■ Opdrachten
**A.** Wie legt volgens de tekst over het persoonsgebonden budget in het Besluit vast wanneer er sprake is van overwegende bezwaren?
**B.** Vertaal deze zin uit de tekst over het persoonsgebonden budget in het Engels: "Het college legt in het Besluit vast in welke situaties sprake is van overwegende bezwaren zodat er geen persoonsgebonden budget verstrekt wordt."
**C.** Zet de tekst over het persoonsgebonden budget voort na het laatste onderdeel.

■ Geëxtraheerde tekst
Artikel 7 Overwegende bezwaren persoonsgebonden budget

Het college legt in het Besluit vast in welke situaties sprake is van overwegende bezwaren zodat er geen persoonsgebonden budget verstrekt wordt.

Artikel 8 Inhoud beschikking persoonsgebonden budget

  • 1. Bij het treffen van een voorziening in de vorm van een persoonsgebonden budget wordt in de beschikking vastgelegd:

  • a. voor welk te bereiken resultaat het persoonsgebonden budget gebruikt moet worden, eventueel aangevuld met een programma van eisen waaraan bij de besteding voldaan moet worden;

  • b. wat de omvang van het persoonsgebonden budget is en hoe deze omvang tot stand is gekomen;

  • c. wat de duur is van de verstrekking waarvoor het persoonsgebonden budget bedoeld is;

  • d. welke regels gelden ten aanzien van verantwoording van het persoonsgebonden budget.

■ Aangeleverd materiaal
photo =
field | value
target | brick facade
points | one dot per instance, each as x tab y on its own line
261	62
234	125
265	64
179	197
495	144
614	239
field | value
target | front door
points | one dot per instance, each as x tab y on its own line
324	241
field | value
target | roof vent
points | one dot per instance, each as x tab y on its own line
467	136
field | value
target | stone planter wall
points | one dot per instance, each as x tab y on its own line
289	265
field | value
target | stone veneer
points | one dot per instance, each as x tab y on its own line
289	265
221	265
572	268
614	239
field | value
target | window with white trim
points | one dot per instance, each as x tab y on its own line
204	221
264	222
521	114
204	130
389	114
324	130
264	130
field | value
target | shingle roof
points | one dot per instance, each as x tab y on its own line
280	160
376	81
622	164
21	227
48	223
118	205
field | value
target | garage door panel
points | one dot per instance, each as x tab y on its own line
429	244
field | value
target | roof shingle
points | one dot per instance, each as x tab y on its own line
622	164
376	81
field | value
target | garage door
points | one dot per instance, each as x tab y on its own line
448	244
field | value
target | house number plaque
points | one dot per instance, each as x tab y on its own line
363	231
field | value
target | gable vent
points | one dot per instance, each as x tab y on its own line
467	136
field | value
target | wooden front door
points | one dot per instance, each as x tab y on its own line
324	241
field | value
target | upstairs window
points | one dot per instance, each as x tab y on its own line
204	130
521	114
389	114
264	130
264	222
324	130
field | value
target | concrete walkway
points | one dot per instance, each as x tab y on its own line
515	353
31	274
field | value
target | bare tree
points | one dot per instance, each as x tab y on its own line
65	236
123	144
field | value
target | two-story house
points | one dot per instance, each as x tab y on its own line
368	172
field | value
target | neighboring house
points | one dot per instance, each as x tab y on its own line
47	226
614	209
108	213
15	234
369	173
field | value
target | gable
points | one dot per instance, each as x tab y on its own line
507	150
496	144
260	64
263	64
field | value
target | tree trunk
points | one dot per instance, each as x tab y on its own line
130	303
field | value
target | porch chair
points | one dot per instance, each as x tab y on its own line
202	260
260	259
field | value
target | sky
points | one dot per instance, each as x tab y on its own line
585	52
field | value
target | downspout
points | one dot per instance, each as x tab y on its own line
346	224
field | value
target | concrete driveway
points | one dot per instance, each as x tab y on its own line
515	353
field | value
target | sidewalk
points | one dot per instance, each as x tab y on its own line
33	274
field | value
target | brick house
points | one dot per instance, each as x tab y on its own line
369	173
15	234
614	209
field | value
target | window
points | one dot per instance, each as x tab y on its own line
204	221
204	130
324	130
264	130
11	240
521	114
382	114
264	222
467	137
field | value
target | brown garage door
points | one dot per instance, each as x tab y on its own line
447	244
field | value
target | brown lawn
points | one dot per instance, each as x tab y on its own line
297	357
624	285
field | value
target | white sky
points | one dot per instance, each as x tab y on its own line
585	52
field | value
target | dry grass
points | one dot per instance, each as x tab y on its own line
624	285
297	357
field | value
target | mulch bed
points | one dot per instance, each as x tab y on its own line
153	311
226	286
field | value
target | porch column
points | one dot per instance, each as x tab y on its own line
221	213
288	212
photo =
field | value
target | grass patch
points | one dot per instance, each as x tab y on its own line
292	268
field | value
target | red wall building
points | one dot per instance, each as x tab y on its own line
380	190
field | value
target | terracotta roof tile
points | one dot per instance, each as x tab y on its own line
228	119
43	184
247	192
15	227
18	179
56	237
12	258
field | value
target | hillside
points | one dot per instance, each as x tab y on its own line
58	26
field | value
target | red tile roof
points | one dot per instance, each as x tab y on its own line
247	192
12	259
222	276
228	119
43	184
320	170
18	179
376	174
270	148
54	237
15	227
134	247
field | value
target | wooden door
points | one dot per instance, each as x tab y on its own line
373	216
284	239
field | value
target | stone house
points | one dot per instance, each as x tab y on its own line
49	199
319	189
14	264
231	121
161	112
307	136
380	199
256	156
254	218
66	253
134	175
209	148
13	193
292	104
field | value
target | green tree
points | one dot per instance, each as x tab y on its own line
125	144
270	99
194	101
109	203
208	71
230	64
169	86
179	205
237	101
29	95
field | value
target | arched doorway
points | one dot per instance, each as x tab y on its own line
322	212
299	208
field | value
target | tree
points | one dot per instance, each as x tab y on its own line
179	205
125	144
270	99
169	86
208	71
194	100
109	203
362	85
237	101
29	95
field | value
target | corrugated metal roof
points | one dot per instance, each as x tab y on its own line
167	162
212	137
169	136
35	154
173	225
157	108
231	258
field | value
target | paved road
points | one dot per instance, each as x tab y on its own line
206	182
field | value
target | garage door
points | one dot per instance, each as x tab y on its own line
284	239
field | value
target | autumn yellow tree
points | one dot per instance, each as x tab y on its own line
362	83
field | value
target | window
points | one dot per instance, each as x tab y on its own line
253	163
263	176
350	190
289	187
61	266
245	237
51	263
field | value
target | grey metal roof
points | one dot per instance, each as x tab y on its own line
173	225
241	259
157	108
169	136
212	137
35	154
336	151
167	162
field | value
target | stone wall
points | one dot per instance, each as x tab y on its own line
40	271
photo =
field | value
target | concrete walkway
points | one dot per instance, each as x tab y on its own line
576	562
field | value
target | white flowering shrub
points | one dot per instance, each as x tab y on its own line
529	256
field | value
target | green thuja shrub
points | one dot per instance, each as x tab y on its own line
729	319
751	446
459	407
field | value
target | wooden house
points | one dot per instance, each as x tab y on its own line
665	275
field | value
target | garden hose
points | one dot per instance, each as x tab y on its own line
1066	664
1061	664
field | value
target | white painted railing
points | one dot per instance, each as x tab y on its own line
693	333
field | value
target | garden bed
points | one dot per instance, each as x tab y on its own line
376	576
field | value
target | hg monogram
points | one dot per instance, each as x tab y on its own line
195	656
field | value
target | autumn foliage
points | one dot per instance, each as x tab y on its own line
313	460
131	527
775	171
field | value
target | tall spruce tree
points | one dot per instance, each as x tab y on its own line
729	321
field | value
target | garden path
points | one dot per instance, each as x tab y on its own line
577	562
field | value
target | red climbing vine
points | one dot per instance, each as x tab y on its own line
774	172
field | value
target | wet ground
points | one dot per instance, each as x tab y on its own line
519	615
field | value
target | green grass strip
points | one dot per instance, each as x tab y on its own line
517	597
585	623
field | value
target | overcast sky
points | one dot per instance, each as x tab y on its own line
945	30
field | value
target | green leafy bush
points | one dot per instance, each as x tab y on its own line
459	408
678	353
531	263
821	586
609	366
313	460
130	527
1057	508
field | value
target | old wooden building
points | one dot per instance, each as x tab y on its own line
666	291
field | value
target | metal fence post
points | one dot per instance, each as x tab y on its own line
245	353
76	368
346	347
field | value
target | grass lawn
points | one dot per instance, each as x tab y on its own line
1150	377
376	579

■ Antwoorden
**A.** Het college.

**B.** The executive board sets out in the Decree the situations in which there are overriding objections, so that no personal budget is granted.

**C.**
Artikel 9 Eigen bijdragen en eigen aandeel

  • 1. Het college legt in het Besluit en in de Beleidsregels vast bij welke voorzieningen een eigen bijdrage of een eigen aandeel verschuldigd is en wat de hoogte hiervan is.

  • 2. Vervallen per 1 april 2012.

Hoofdstuk 3 HULP BIJ HET HUISHOUDEN

Artikel 10 Vormen van hulp bij het huishouden

  • 1. De door het college te verstrekken voorziening, ter compensatie van beperkingen bij het voeren van een huishouden, kan bestaan uit:

  • a. een algemene voorziening waaronder algemene hulp bij het huishouden;

  • b. hulp bij het huishouden in natura;

  • c. een persoonsgebonden budget te besteden aan hulp bij het huishouden.

Artikel 11 Weigeringsgrond

De in artikel 10 genoemde voorziening kan worden geweigerd als tot de leefeenheid waar een persoon met een beperking, een chronisch psychisch of een psychosociaal probleem deel van uitmaakt, een of meer huisgenoten behoren die wel in staat zijn het huishoudelijk werk te verrichten (gebruikelijke zorg).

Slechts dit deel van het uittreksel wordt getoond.